● **REQUIRED TASK**:
Please pull out every line of the records below that contains the word "trunk", matching case exactly.

● **EXCERPTED DATA**:

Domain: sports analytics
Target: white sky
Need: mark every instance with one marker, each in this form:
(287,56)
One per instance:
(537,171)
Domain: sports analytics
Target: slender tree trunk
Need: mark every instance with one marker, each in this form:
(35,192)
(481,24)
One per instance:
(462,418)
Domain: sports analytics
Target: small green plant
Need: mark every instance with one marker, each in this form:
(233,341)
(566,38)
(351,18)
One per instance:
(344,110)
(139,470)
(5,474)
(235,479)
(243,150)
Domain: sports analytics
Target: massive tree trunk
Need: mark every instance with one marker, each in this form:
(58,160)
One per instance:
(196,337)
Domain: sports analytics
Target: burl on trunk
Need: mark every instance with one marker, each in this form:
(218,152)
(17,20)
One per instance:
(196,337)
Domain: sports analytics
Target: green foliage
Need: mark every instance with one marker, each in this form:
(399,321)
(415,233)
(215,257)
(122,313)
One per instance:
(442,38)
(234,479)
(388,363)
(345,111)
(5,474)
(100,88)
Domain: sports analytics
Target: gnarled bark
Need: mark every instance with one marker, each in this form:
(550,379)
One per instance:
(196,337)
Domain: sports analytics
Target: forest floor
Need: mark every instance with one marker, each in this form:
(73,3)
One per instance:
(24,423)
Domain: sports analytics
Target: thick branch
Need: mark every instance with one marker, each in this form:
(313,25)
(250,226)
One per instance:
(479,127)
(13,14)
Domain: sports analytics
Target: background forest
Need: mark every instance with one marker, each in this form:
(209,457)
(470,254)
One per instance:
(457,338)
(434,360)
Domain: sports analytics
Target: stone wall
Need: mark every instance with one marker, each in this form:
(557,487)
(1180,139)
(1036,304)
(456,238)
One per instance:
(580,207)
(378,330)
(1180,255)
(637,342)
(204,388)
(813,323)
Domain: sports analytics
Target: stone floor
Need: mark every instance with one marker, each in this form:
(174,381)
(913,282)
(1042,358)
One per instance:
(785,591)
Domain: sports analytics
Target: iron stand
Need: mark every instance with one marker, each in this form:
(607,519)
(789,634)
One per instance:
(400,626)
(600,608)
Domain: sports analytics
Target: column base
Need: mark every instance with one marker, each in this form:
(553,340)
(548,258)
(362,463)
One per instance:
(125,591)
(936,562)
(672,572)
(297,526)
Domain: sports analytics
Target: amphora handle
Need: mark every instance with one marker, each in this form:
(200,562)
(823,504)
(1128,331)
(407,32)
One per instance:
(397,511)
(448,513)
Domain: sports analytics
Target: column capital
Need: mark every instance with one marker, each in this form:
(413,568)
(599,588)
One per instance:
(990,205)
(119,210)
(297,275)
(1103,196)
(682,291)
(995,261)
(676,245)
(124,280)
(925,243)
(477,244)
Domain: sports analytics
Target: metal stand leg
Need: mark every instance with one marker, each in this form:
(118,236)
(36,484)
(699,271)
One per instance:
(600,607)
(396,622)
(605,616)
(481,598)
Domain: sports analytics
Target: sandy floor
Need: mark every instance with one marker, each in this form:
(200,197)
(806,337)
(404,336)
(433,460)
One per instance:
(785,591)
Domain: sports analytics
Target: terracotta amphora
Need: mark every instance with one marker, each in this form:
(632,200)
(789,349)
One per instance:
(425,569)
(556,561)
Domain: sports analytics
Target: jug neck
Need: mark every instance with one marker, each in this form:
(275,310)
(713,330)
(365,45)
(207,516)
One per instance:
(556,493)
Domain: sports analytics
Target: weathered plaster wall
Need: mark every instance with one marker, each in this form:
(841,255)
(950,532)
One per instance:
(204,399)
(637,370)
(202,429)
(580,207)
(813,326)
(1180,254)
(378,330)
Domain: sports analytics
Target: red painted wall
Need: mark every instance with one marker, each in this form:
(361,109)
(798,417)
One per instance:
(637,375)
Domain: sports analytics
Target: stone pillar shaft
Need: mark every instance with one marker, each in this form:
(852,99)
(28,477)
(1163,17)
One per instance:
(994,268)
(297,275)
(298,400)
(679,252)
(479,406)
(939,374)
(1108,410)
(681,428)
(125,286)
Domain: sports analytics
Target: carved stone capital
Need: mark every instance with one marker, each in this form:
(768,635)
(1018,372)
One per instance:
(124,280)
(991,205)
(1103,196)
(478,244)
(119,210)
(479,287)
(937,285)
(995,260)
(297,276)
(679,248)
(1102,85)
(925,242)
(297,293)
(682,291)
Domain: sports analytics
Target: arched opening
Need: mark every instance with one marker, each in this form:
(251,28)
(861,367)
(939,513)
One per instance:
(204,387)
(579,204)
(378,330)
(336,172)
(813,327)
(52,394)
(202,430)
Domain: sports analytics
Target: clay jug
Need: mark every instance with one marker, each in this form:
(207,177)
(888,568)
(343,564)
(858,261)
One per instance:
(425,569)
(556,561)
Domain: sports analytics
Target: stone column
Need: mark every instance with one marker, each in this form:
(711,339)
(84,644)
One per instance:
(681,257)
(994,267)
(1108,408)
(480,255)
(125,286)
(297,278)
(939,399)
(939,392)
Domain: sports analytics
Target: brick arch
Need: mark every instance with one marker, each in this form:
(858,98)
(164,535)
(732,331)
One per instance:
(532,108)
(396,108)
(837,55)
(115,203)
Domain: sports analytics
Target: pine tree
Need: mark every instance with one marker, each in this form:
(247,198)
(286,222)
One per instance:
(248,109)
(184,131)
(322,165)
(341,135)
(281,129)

● **TASK SOLUTION**:
Target: slender tree trunk
Target: massive tree trunk
Target: burl on trunk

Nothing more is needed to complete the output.